[What is needed]:
Continue the passage below on sanding and perforation in the Malleshwaram wells, picking up after its final sentence.

[Passage shown]:

-- Start --

This study was conducted in a few development wells from Malleshwaram, and the possibility of sanding and the influence of perforation on fluid flow rates to minimize sanding tendencies was examined. Also, fluid flow rates at critical draw down pressure were computed and analyzed for a different set of orientated perforations. The average diameter of the sand grain was computed using the histogram plot obtained from the photomicrographs and was found to be 100 µm. Strength parameters, namely the unconfined compressive strength (UCS) and cohesion, were investigated in all wells to decipher the formation strength. CDDP was computed at the increasing percentage of depletion to estimate the onset of sanding, and fluid flow rates were calculated for the same. Critical draw down pressure (CDDP), which is a function of both critical bottom hole pressure and reservoir pore pressure, for well 1 and well 2 is estimated as 4650 Psi and 3400 Psi, respectively, at 0% depletion. Petrophysical properties, namely porosity and permeability, were evaluated using He porosimeter while the pore pressure was calculated using Eaton’s formula. Reservoir having similar petrophysical properties were constructed using a total of 1,63,316 elements for mesh construction and mesh volume of 8.46 m3, and boundary conditions were defined to build the geometry. Fluid flow from the reservoir to the wellbore was simulated using Darcy law for laminar flow. The Navier–Stokes equation was generally used for free channel laminar flow. Finite element modeling using the actual reservoir condition was simulated and average fluid flow rate was calculated as 0.024548 \({\text{m}}^{3}\)/sec. Fluid flow rates at different orientations and size were also simulated to scrutinize its influence. It was observed that horizontal perforation enhances the fluid flow rates appreciably without sanding tendencies.

-- End --

(Dataset records on object locations)
-- Start --

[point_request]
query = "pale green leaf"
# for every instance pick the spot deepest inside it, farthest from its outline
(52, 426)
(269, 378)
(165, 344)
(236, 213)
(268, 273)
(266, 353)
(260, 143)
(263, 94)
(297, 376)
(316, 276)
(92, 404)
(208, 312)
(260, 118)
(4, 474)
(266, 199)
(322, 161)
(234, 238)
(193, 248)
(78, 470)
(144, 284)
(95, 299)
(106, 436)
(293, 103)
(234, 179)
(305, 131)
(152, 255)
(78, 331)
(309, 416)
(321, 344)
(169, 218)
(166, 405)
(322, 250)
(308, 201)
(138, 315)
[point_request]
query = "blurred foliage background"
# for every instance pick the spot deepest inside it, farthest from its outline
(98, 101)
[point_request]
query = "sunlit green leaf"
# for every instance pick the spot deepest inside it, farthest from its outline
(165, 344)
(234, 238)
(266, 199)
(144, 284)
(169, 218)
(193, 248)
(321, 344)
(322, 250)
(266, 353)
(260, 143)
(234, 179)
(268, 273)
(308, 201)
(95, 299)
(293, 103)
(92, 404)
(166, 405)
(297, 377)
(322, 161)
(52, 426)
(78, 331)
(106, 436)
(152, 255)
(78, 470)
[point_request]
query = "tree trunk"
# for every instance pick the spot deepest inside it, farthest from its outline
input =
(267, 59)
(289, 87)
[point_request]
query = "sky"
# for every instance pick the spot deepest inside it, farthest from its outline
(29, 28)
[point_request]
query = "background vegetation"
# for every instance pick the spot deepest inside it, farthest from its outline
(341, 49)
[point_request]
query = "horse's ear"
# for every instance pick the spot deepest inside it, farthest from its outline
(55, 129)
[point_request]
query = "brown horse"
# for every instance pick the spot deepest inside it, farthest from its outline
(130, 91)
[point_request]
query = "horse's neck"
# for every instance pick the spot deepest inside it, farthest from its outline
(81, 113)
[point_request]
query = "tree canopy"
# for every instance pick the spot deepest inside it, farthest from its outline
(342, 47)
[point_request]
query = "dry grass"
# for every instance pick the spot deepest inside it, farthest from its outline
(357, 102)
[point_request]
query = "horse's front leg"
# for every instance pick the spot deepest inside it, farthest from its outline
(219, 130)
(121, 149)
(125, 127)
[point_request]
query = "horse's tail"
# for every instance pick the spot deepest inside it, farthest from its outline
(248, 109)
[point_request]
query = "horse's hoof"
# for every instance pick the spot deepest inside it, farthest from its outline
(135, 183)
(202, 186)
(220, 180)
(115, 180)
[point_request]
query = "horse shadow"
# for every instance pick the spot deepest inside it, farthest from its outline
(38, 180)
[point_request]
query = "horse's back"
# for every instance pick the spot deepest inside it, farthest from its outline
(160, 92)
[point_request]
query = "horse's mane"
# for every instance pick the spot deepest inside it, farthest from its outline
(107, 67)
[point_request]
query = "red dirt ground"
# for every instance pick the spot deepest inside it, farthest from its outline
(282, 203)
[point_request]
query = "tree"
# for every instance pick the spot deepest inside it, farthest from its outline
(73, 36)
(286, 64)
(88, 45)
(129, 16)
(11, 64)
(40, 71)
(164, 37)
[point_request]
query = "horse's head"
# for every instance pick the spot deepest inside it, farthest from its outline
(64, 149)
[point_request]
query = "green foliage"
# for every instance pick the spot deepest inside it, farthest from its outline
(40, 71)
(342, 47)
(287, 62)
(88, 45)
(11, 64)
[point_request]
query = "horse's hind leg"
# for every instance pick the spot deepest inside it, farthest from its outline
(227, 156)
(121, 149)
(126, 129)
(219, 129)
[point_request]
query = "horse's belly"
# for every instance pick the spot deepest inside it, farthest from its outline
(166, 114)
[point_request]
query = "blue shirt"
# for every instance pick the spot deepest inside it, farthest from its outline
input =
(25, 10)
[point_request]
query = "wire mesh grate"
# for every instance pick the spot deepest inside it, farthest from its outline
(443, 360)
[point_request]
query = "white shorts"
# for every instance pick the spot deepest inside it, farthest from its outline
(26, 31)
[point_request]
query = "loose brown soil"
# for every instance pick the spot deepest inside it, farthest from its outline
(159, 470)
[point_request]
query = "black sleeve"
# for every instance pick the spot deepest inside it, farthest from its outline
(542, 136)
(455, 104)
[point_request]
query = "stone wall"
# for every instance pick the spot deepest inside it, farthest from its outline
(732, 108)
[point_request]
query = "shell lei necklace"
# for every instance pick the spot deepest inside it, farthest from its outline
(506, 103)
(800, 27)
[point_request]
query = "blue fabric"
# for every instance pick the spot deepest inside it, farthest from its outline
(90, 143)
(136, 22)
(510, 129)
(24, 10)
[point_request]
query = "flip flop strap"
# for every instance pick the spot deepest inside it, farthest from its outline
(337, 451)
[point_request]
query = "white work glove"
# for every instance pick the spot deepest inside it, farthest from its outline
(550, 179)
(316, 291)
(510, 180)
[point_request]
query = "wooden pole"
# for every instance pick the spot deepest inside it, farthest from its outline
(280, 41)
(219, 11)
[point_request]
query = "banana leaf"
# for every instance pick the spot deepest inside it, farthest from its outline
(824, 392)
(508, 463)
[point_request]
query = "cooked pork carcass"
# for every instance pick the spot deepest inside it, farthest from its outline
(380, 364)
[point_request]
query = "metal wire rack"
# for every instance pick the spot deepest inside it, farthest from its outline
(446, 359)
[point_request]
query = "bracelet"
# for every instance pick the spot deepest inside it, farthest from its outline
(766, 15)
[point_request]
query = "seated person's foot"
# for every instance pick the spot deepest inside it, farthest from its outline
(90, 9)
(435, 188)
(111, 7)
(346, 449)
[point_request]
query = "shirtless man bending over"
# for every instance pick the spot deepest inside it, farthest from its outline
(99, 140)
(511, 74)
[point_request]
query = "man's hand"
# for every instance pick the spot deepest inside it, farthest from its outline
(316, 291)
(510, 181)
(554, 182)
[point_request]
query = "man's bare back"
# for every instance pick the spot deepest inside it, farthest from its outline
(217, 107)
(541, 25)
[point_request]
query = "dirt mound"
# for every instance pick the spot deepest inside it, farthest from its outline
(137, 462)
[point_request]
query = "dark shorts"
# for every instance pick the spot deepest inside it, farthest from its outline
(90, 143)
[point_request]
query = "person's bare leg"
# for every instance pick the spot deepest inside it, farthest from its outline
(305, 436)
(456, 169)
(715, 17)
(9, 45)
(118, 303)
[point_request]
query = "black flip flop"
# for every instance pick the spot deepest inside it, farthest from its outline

-- End --

[Written answer]:
Geological settings

Pericratonic Krishna Godavari Basin is a continental passive margin basin that came into existence following rifting along the eastern continental margin of the Indian craton in the early Mesozoic. The onland part consists of 2800 sq. km and is mostly alluvium covered (Bastia et al. 2006). The basin represents a fully developed passive margin sequence in the northern part and is characterized by a series of en echelon horst and graben systems, cascading down toward a thick pile of sediments of Permian to Recent age sagging in the southern part as shown in Fig. 2.

Fig. 2
figure 2

Structural map showing major horst and graben structures in KG Basin (From, DGH Repository 2022)

The sedimentary evolution of the KG basin can be divided into rift and drift phase. The syn-rift sequence is identified and described as Gollapalli, Kanukollu, and Nandigama and is seen throughout the basin (Rao and Mani 1993). Though no discernible unconformity is noticed between Gollapalli sandstone and Raghavapuram shale in the outcrop area, there is ample evidence from the subsurface geological and geophysical data that the rift-drift transition can be marked at the base of Raghavapuram shale. Since the Cretaceous times, the basin has become a pericratonic basin. Its thick fluvial load was associated with faulting of the basement block due to the re-activation of the NE-SW trending Precambrian faults (Bastia et al. 2006). These differential movements allowed magma to rise resulting in Razole volcanism. The present area falls within MS ML Block of KG onland and is situated in between the Kaza-Kaikalur horst in the west and Tanuku horst in the east of west Godavari sub-basin in Malleshwaram area. The location of the studied wells is marked on the map in Fig. 3

Fig. 3
figure 3

Location map of the studied wells in KG Basin. The map is prepared by using CASMI, a visualization tool for the World Stress Map (WSM) database accessed by the online interface CASMO (Heidbach et al. 2018)

Well-1 is situated around 9 km north-west of well-2 and about 3 km north-east of well-3, in the Bantumilli graben falling under KG onland. These wells were drilled with a target depth of 3600 m. Well-3 was drilled vertically to a depth of 3700 m with a mud weight of 1.81 SG. The well penetrates about 2308 m of Tirupati sandstone and younger sediments, 1171 m of Raghavapuram shale and 615.5 m + of Nandigama formation. The studied well contains sediment ranging from Upper Jurassic to Cretaceous with shale acting as both source and trap while shale within form reservoir rocks as shown in Table 1.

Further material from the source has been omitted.